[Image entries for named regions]

• • • • •

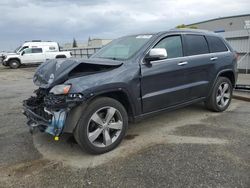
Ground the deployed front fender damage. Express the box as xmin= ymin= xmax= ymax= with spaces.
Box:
xmin=23 ymin=59 xmax=122 ymax=137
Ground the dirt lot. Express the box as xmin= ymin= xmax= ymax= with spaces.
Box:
xmin=0 ymin=66 xmax=250 ymax=188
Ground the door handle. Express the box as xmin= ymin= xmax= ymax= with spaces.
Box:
xmin=210 ymin=57 xmax=218 ymax=61
xmin=178 ymin=61 xmax=188 ymax=66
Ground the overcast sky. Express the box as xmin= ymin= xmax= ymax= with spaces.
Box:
xmin=0 ymin=0 xmax=250 ymax=51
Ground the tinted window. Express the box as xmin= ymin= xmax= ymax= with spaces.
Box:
xmin=185 ymin=35 xmax=209 ymax=55
xmin=32 ymin=48 xmax=43 ymax=53
xmin=206 ymin=36 xmax=227 ymax=53
xmin=154 ymin=36 xmax=183 ymax=58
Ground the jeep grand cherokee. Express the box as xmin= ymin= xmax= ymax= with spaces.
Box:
xmin=24 ymin=30 xmax=237 ymax=154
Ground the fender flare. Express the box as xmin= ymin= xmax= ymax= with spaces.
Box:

• • • • •

EXERCISE REQUIREMENTS: Recast every line of the listing above as a Markdown table with the columns No. and Line, numbering the rows and omitting blank lines. Leave the pictures out.

THE RESPONSE:
| No. | Line |
|---|---|
| 1 | Ground the deployed front fender damage. Express the box as xmin= ymin= xmax= ymax= with spaces. |
| 2 | Box: |
| 3 | xmin=23 ymin=59 xmax=122 ymax=137 |
| 4 | Ground the dirt lot. Express the box as xmin= ymin= xmax= ymax= with spaces. |
| 5 | Box: |
| 6 | xmin=0 ymin=66 xmax=250 ymax=188 |
| 7 | Ground the door handle. Express the box as xmin= ymin= xmax= ymax= with spaces. |
| 8 | Box: |
| 9 | xmin=210 ymin=57 xmax=218 ymax=61 |
| 10 | xmin=178 ymin=61 xmax=188 ymax=66 |
| 11 | Ground the overcast sky. Express the box as xmin= ymin= xmax= ymax= with spaces. |
| 12 | Box: |
| 13 | xmin=0 ymin=0 xmax=250 ymax=51 |
| 14 | Ground the tinted window. Express the box as xmin= ymin= xmax= ymax= with spaces. |
| 15 | Box: |
| 16 | xmin=185 ymin=35 xmax=209 ymax=55 |
| 17 | xmin=32 ymin=48 xmax=43 ymax=53 |
| 18 | xmin=206 ymin=36 xmax=227 ymax=53 |
| 19 | xmin=154 ymin=36 xmax=183 ymax=58 |
| 20 | Ground the jeep grand cherokee. Express the box as xmin= ymin= xmax= ymax= with spaces. |
| 21 | Box: |
| 22 | xmin=24 ymin=30 xmax=237 ymax=154 |
| 23 | Ground the fender flare. Express the box as xmin= ymin= xmax= ymax= with spaces. |
| 24 | Box: |